§ **Text provided**:
·····
- Origin: Austin, Texas
- Years active: 1987–1997
- Label: Trance Syndicate Records

= Crust (band) =

Crust was a musical group from Austin, Texas that was active during the late-1980s and 1990s and was featured on Trance Syndicate Records, a record label run by King Coffey from the Butthole Surfers. The group's members were John Hawkins (vocals and misc.), Jerry Page (bass and misc.), and Richard Smith (percussion and misc.).

== History ==
John Hawkins, Jerry Page, and Richard Smith formed the group in 1987. Shortly after its formation, the trio (as "Mud Honey") organized and released a compilation cassette, The Polyp Explodes. Along with Crust, the cassette featured the Austin bands Miracle Room, Ed Hall, ST37, Seemen, and Thanatopsis Throne. The band's early instrumentation included tape loops, feedback devices, spring reverberators, and drum machines, but later incorporated traditional rock instruments such as drum kit, electric guitar, bass and keyboard.
·····
§ **Raw data**:

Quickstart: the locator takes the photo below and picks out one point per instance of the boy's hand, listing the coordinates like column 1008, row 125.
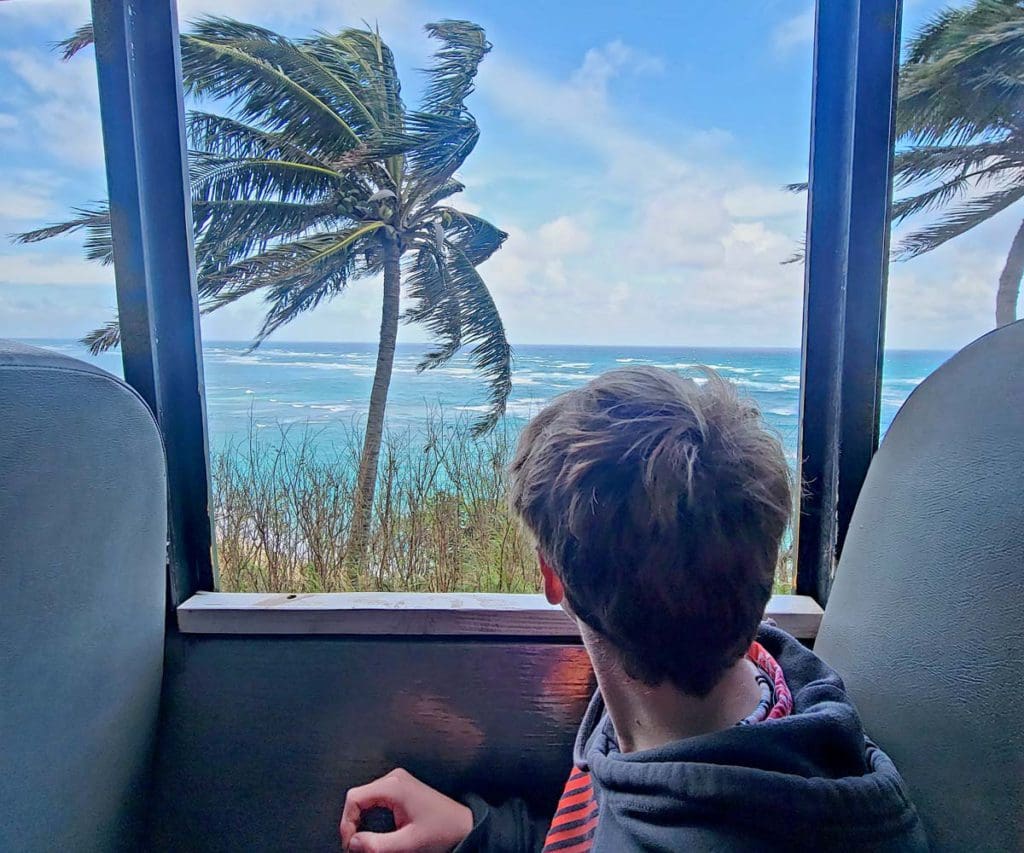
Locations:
column 425, row 819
·····
§ **Exercise tasks**:
a – Answer from the Crust article:
(i) Who runs the record label that featured Crust?
(ii) Under what name did the trio release its compilation cassette?
(iii) What does Jerry Page play in the group?
b – Pick up the Crust article after its last sentence and keep writing.
The material has no connection to the Crust article.

§ **Results for the exercise**:
a –
(i) King Coffey from the Butthole Surfers.
(ii) "Mud Honey."
(iii) Bass and misc.

b –
The band embarked on a concert tour of the West Coast in December 1989. Crust achieved some notoriety for their stage antics, which frequently included live earthworms, fresh beef tongues, nudity, and fire.

On Good Friday, 1990, Trance Syndicate released Crust's first EP, Sacred Heart of Crust; it was the first release from the record label. The trio toured the East Coast of the United States and Canada; songs such as "Head Lice" emerged from the group's travel experiences. Trance Syndicate released the band's first full-length album, Crust in 1991, followed by a second album, Crusty Love in 1994. The band continued to tour, but scaled back its live performances following a series of mishaps (including one in which John Hawkins was stabbed), finally disbanding after an appearance at the 1997 SXSW festival. The band performed a reunion show to a sold-out crowd at Room 710 on May 22, 2004 in Austin.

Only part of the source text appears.